BEGIN DATA TO USE

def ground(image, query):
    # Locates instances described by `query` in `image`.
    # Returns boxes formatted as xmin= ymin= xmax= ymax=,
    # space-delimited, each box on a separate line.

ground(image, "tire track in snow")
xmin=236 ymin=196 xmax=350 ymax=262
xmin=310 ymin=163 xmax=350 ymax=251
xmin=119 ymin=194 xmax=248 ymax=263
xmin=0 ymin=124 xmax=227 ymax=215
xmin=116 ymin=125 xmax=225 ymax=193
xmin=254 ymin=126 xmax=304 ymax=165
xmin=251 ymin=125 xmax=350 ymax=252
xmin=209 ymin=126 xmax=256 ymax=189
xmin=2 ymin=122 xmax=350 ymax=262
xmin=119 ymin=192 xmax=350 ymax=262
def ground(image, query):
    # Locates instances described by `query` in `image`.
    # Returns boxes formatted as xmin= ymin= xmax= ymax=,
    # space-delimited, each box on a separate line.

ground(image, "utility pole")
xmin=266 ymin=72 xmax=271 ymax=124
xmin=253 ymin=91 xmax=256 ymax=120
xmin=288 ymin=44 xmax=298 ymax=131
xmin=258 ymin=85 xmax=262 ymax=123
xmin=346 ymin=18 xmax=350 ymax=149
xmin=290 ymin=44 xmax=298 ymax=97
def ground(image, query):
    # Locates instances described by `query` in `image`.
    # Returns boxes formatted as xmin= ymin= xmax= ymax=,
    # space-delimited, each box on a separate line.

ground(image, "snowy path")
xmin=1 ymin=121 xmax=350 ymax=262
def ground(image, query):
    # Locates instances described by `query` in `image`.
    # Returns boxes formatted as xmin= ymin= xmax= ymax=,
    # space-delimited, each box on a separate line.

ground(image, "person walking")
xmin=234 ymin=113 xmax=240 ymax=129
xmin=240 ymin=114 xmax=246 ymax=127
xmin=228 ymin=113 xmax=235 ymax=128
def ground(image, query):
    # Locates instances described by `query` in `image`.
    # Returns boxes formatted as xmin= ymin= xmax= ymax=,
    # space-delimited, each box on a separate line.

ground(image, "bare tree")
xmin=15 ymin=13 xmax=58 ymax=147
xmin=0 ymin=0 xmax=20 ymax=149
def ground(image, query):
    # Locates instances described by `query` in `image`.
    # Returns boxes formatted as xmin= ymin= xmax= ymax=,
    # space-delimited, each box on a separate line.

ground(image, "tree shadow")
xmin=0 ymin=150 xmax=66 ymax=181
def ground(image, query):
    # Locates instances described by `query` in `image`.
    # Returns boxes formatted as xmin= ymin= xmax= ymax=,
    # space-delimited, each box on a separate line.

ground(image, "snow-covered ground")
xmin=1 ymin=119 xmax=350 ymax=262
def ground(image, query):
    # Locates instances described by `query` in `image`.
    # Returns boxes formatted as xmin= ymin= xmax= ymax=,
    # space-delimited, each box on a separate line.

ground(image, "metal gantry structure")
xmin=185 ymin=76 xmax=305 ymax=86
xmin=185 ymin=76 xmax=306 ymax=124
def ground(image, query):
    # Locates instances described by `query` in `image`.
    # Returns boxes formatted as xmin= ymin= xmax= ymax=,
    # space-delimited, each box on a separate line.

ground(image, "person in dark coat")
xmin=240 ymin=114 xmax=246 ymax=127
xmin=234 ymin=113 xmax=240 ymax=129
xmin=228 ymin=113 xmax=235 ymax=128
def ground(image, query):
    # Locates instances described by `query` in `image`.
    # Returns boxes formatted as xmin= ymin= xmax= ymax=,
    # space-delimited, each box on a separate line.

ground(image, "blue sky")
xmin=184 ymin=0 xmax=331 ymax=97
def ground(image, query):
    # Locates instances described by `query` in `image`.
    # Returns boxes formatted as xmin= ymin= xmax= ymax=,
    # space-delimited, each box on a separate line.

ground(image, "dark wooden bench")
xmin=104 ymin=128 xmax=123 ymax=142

END DATA TO USE

__HOW TO COMPLETE THIS TASK__
This exercise asks for every line of the records to be repeated exactly.

__EXERCISE RESULT__
def ground(image, query):
    # Locates instances described by `query` in `image`.
    # Returns boxes formatted as xmin= ymin= xmax= ymax=,
    # space-delimited, each box on a separate line.

ground(image, "tire track in snow")
xmin=236 ymin=196 xmax=350 ymax=262
xmin=310 ymin=163 xmax=350 ymax=251
xmin=119 ymin=194 xmax=248 ymax=263
xmin=0 ymin=124 xmax=227 ymax=215
xmin=116 ymin=125 xmax=225 ymax=193
xmin=254 ymin=126 xmax=304 ymax=165
xmin=251 ymin=125 xmax=350 ymax=252
xmin=209 ymin=126 xmax=256 ymax=189
xmin=2 ymin=122 xmax=350 ymax=262
xmin=119 ymin=192 xmax=350 ymax=262
def ground(image, query):
    # Locates instances described by `query` in `image`.
    # Returns boxes formatted as xmin= ymin= xmax= ymax=,
    # space-delimited, each box on a separate line.

ground(image, "utility pole")
xmin=266 ymin=72 xmax=271 ymax=124
xmin=253 ymin=91 xmax=256 ymax=120
xmin=288 ymin=44 xmax=298 ymax=131
xmin=258 ymin=85 xmax=262 ymax=123
xmin=346 ymin=18 xmax=350 ymax=149
xmin=290 ymin=44 xmax=298 ymax=97
def ground(image, query):
    # Locates instances described by `query` in `image`.
    # Returns boxes formatted as xmin= ymin= xmax= ymax=,
    # space-delimited, each box on a separate line.

ground(image, "snowy path")
xmin=1 ymin=121 xmax=350 ymax=262
def ground(image, query):
    # Locates instances described by `query` in `image`.
    # Returns boxes formatted as xmin= ymin= xmax= ymax=,
    # space-delimited, each box on a separate line.

ground(image, "person walking")
xmin=234 ymin=113 xmax=240 ymax=129
xmin=240 ymin=114 xmax=246 ymax=127
xmin=228 ymin=113 xmax=235 ymax=128
def ground(image, query):
    # Locates instances described by `query` in `image`.
    # Returns boxes formatted as xmin= ymin= xmax= ymax=,
    # space-delimited, each box on a separate line.

ground(image, "bare tree")
xmin=15 ymin=13 xmax=58 ymax=147
xmin=0 ymin=0 xmax=20 ymax=149
def ground(image, query):
    # Locates instances described by `query` in `image`.
    # Returns boxes formatted as xmin= ymin= xmax= ymax=,
    # space-delimited, each box on a separate line.

ground(image, "tree shadow")
xmin=0 ymin=150 xmax=66 ymax=181
def ground(image, query):
    # Locates instances described by `query` in `image`.
    # Returns boxes formatted as xmin= ymin= xmax= ymax=,
    # space-delimited, each box on a separate line.

ground(image, "snow-covered ground")
xmin=1 ymin=119 xmax=350 ymax=262
def ground(image, query):
    # Locates instances described by `query` in `image`.
    # Returns boxes formatted as xmin= ymin= xmax= ymax=,
    # space-delimited, each box on a separate line.

ground(image, "metal gantry structure")
xmin=185 ymin=76 xmax=305 ymax=86
xmin=185 ymin=76 xmax=306 ymax=124
def ground(image, query):
    # Locates instances described by `query` in `image`.
    # Returns boxes formatted as xmin= ymin= xmax= ymax=,
    # space-delimited, each box on a separate line.

ground(image, "person in dark coat")
xmin=240 ymin=114 xmax=246 ymax=127
xmin=234 ymin=113 xmax=240 ymax=129
xmin=228 ymin=113 xmax=235 ymax=128
def ground(image, query):
    # Locates instances described by `query` in `image`.
    # Returns boxes formatted as xmin= ymin= xmax= ymax=,
    # space-delimited, each box on a separate line.

ground(image, "blue sky")
xmin=184 ymin=0 xmax=331 ymax=97
def ground(image, query):
    # Locates instances described by `query` in `image`.
    # Returns boxes formatted as xmin= ymin= xmax= ymax=,
    # space-delimited, each box on a separate line.

ground(image, "dark wooden bench")
xmin=104 ymin=128 xmax=123 ymax=142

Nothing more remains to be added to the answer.